# PROVIDED RECORDS start

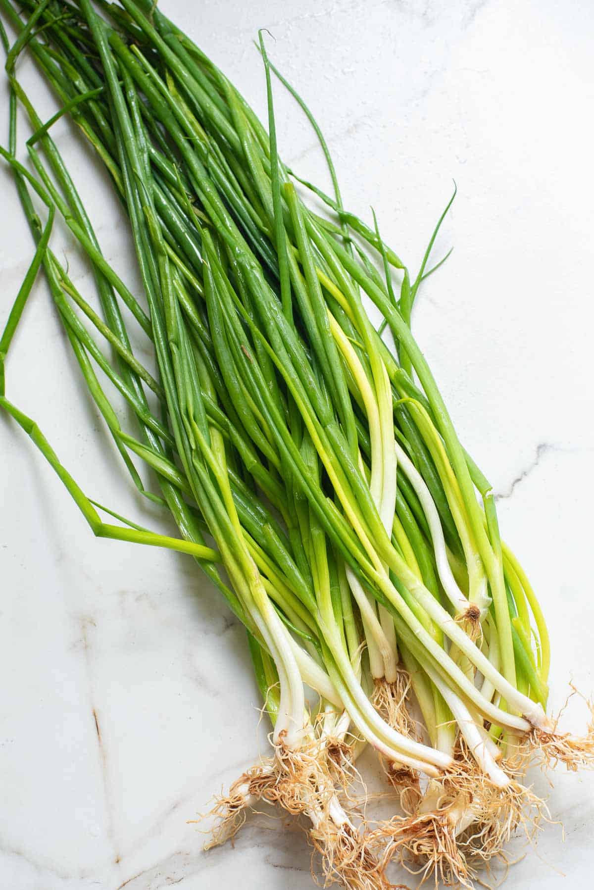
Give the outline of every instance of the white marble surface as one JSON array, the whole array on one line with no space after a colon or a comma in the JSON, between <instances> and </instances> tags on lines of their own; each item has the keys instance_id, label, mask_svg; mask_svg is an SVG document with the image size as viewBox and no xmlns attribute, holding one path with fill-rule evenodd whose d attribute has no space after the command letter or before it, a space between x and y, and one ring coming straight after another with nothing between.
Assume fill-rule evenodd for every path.
<instances>
[{"instance_id":1,"label":"white marble surface","mask_svg":"<svg viewBox=\"0 0 594 890\"><path fill-rule=\"evenodd\" d=\"M549 617L553 709L594 689L590 557L594 425L591 35L588 0L162 0L264 109L251 44L311 101L347 206L373 203L413 268L452 190L418 336L461 436L500 492L501 524ZM37 84L45 116L53 107ZM277 91L283 157L325 182L314 138ZM0 94L5 120L6 93ZM2 140L5 125L2 124ZM129 244L102 175L55 129L110 260ZM81 179L82 174L82 179ZM0 170L0 320L32 255ZM80 283L72 241L56 232ZM88 282L90 285L90 281ZM43 344L43 345L41 345ZM37 284L7 366L7 394L39 422L91 496L157 527L122 486L113 448L73 375ZM186 824L265 750L244 635L189 559L96 541L25 436L0 417L0 886L19 890L245 890L311 885L303 837L248 826L206 854ZM579 728L574 699L566 725ZM543 780L538 787L546 790ZM559 773L553 818L509 886L590 881L594 784Z\"/></svg>"}]
</instances>

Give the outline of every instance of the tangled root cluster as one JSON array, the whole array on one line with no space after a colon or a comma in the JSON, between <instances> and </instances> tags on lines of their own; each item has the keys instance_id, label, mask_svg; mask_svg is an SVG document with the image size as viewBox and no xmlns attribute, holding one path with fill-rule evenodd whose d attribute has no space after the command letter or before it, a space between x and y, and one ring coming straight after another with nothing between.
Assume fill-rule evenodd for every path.
<instances>
[{"instance_id":1,"label":"tangled root cluster","mask_svg":"<svg viewBox=\"0 0 594 890\"><path fill-rule=\"evenodd\" d=\"M544 802L510 776L505 788L493 785L462 743L454 766L440 780L431 780L415 812L395 816L370 833L369 841L383 850L384 867L399 862L421 883L471 887L479 869L499 858L519 827L533 836Z\"/></svg>"},{"instance_id":2,"label":"tangled root cluster","mask_svg":"<svg viewBox=\"0 0 594 890\"><path fill-rule=\"evenodd\" d=\"M373 703L399 732L419 738L409 708L410 678L401 671L394 684L376 683ZM349 890L388 890L386 877L396 862L423 883L473 887L479 872L494 861L509 862L505 845L521 829L532 840L541 821L550 821L544 801L520 780L535 760L544 768L563 764L568 770L594 766L594 708L586 735L533 729L516 746L508 746L500 764L509 776L500 788L477 766L459 740L452 767L432 779L421 791L419 776L408 767L384 763L398 792L403 815L371 828L354 815L357 800L349 786L358 776L352 748L341 739L312 740L298 751L281 740L274 756L245 773L214 808L216 824L207 847L232 837L259 801L306 817L307 833L322 862L324 886L338 883ZM338 797L349 806L346 811ZM345 805L346 805L346 804ZM357 826L358 827L355 827Z\"/></svg>"},{"instance_id":3,"label":"tangled root cluster","mask_svg":"<svg viewBox=\"0 0 594 890\"><path fill-rule=\"evenodd\" d=\"M324 886L339 883L348 890L389 890L384 866L373 856L365 837L355 827L337 797L337 775L345 779L348 746L313 742L292 750L282 739L274 756L243 773L226 797L217 800L210 849L232 837L247 813L260 801L276 805L308 821L307 835L320 854Z\"/></svg>"},{"instance_id":4,"label":"tangled root cluster","mask_svg":"<svg viewBox=\"0 0 594 890\"><path fill-rule=\"evenodd\" d=\"M411 714L411 677L399 669L394 683L376 680L371 703L392 729L420 741L419 724ZM405 813L412 812L420 798L419 776L416 770L381 758L389 784L398 792Z\"/></svg>"}]
</instances>

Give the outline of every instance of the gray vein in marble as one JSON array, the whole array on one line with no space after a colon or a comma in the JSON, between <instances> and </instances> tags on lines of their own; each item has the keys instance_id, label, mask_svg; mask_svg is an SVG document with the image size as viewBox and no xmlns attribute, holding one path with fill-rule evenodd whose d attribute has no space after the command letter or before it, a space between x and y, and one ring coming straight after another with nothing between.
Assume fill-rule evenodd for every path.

# PROVIDED RECORDS end

■ **GOAL**: Copy the whole listing above word for word, omitting the pictures.

■ **RESULT**:
Give the outline of every instance of the white marble surface as one JSON array, the whole array on one line with no space after a colon or a comma in the JSON, between <instances> and </instances> tags on lines of their own; each item has the keys instance_id, label, mask_svg; mask_svg is an SVG document with the image size as viewBox and no xmlns attribute, holding one path with fill-rule evenodd whose d attribute has no space after the command letter or before it, a space between x and y, and one ring coming straight after another with nothing between.
Assume fill-rule evenodd for every path.
<instances>
[{"instance_id":1,"label":"white marble surface","mask_svg":"<svg viewBox=\"0 0 594 890\"><path fill-rule=\"evenodd\" d=\"M549 617L553 709L594 689L590 557L594 425L591 35L588 0L162 0L264 109L251 44L311 101L347 206L373 203L413 268L452 190L418 336L461 436L500 492L501 524ZM37 84L45 116L53 107ZM277 91L283 157L325 182L314 138ZM0 94L5 120L6 93ZM2 140L5 125L2 124ZM129 244L102 175L55 129L110 260ZM81 179L82 174L82 179ZM0 170L0 320L32 255ZM80 283L72 241L56 232ZM88 282L90 285L90 281ZM43 344L43 345L41 345ZM37 284L7 366L7 394L39 422L91 496L157 527L122 486L113 448L73 375ZM186 824L265 750L244 635L189 559L96 541L25 436L0 417L0 886L19 890L245 890L311 885L303 837L248 826L206 854ZM579 728L574 699L566 725ZM543 780L538 787L546 790ZM559 773L553 818L509 886L590 881L594 784Z\"/></svg>"}]
</instances>

Give the outline of every instance of the tangled root cluster as one JSON array, the whole array on one line with no space after a colon or a comma in the JSON, between <instances> and </instances> tags on lines of their own; each item has the keys instance_id, label, mask_svg; mask_svg is an SVG document with the image size as viewBox and no xmlns attribute, holding one path with fill-rule evenodd whose d attribute has no space after the command letter or before it, a space between x and y, and one ring coming straight after another with nothing between.
Assume fill-rule evenodd for every path.
<instances>
[{"instance_id":1,"label":"tangled root cluster","mask_svg":"<svg viewBox=\"0 0 594 890\"><path fill-rule=\"evenodd\" d=\"M544 802L510 776L505 788L493 785L462 743L454 766L440 780L431 780L415 812L395 816L370 833L369 841L383 850L384 867L399 862L421 883L471 887L479 869L499 858L519 827L533 836Z\"/></svg>"},{"instance_id":2,"label":"tangled root cluster","mask_svg":"<svg viewBox=\"0 0 594 890\"><path fill-rule=\"evenodd\" d=\"M373 703L399 732L419 738L409 708L410 678L401 671L394 684L376 683ZM349 890L388 890L386 877L396 862L423 883L473 887L479 872L494 861L509 862L505 845L521 829L532 840L541 821L550 821L544 801L520 780L535 760L544 768L563 764L568 770L594 766L594 708L586 735L533 729L516 746L508 746L500 764L509 776L500 788L477 766L459 740L452 767L432 779L421 791L419 776L408 767L384 763L398 792L403 815L371 828L354 815L357 800L349 786L358 776L352 748L341 739L312 740L298 751L281 740L274 756L245 773L214 808L216 824L207 847L232 837L259 801L306 817L307 833L322 862L324 886L338 883ZM338 797L349 806L346 811ZM345 805L346 805L346 804ZM357 826L358 827L355 827Z\"/></svg>"},{"instance_id":3,"label":"tangled root cluster","mask_svg":"<svg viewBox=\"0 0 594 890\"><path fill-rule=\"evenodd\" d=\"M324 886L339 883L348 890L389 890L384 866L373 856L365 837L355 827L337 797L337 775L345 779L348 746L313 742L292 750L282 739L274 756L243 773L226 797L217 800L210 849L232 837L247 813L260 801L276 805L308 821L307 835L320 854Z\"/></svg>"},{"instance_id":4,"label":"tangled root cluster","mask_svg":"<svg viewBox=\"0 0 594 890\"><path fill-rule=\"evenodd\" d=\"M411 714L411 677L399 669L394 683L376 680L371 703L392 729L420 741L419 724ZM405 813L412 812L420 798L419 776L416 770L381 758L389 784L398 792Z\"/></svg>"}]
</instances>

Give the outline of every instance of the gray vein in marble as one JSON array, the whole array on one line with no space after a colon or a comma in the JSON, between <instances> and </instances> tags on lines of their own; each item has the keys instance_id, label, mask_svg; mask_svg is an SVG document with the image size as viewBox and no xmlns attribute, holding one path with fill-rule evenodd whose d attribute has no space after the command letter or before it, a space between x and y, and one ring coming straight after another with nothing between.
Assume fill-rule evenodd for every path.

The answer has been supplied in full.